Elan Ding

Modified: Aug. 14, 2018 $\newcommand{\bs}{\boldsymbol}$ $\newcommand{\argmin}[1]{\underset{\bs{#1}}{\text{arg min}}\,}$ $\newcommand{\argmax}[1]{\underset{\bs{#1}}{\text{arg max}}\,}$ $\newcommand{\tr}{^{\top}}$ $\newcommand{\norm}[1]{\left|\left|\,#1\,\right|\right|}$ $\newcommand{\given}{\,|\,}$

In this post I will talk about a classification algorithm called AdaBoost, short for Adaptive Boosting. Boosting is one of the most powerful learning techniques. When used with decision trees, it will drastically improve the performance of even a very weak classifier. You will see an example at the end of this post.

Forward Stagewise Additive Modeling

Unlike a single classifier, boosting fits the model slowly by using an additive expansion of a set of elementary "basis" functions, in the form of

$$ f(\bs{x}) = \sum_{m=1}^M \beta_m b(\bs{x}; \gamma_m) \tag{1} $$

where $\beta_m, m=1,2,..., M$ are real coefficients, and $b(\bs{x}; \gamma)$ is a real valued smooth function that usually have a simple form, such as linear, characterized by the parameter $\gamma$. Perhaps the best example is a single-layered neural network, as described in my previous post, where the function $b(\bs{x}; \gamma)$ is

$$ \sigma(\bs{W}^{[2]} \bs{a}^{[1]} + \bs{b}^{[2]}) = b(\gamma_0 + \gamma_1\tr \bs{x}) $$

where $\sigma$ is the sigmoud function, $\gamma = (\gamma_0, \gamma_1)'$ reprenets both the weight $\bs{W}^{[2]}$ and the bias $\bs{b}^{[2]}$, and $\bs{x}$ here is the first hidden activation nodes $\bs{a}^{[1]}$.

**Your objective**
Reproduce the portion of the AdaBoost post that begins with the words "In this post" and ends with "of this post.". The entries aren't needed for this.

**Provided information**
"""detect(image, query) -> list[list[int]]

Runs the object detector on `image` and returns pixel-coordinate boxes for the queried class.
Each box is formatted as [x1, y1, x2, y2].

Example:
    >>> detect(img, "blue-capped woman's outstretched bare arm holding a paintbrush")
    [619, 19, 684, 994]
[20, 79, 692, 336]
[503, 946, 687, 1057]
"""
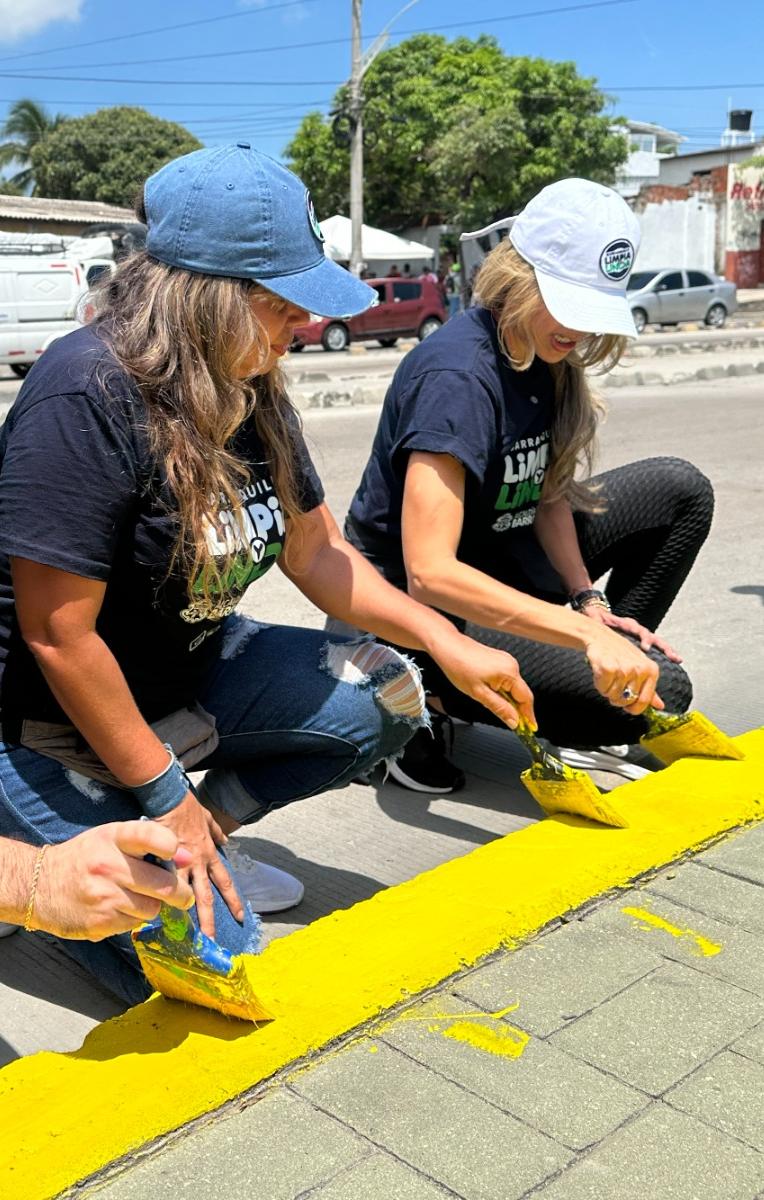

**Result of this exercise**
In this post I will talk about a classification algorithm called AdaBoost, short for Adaptive Boosting. Boosting is one of the most powerful learning techniques. When used with decision trees, it will drastically improve the performance of even a very weak classifier. You will see an example at the end of this post.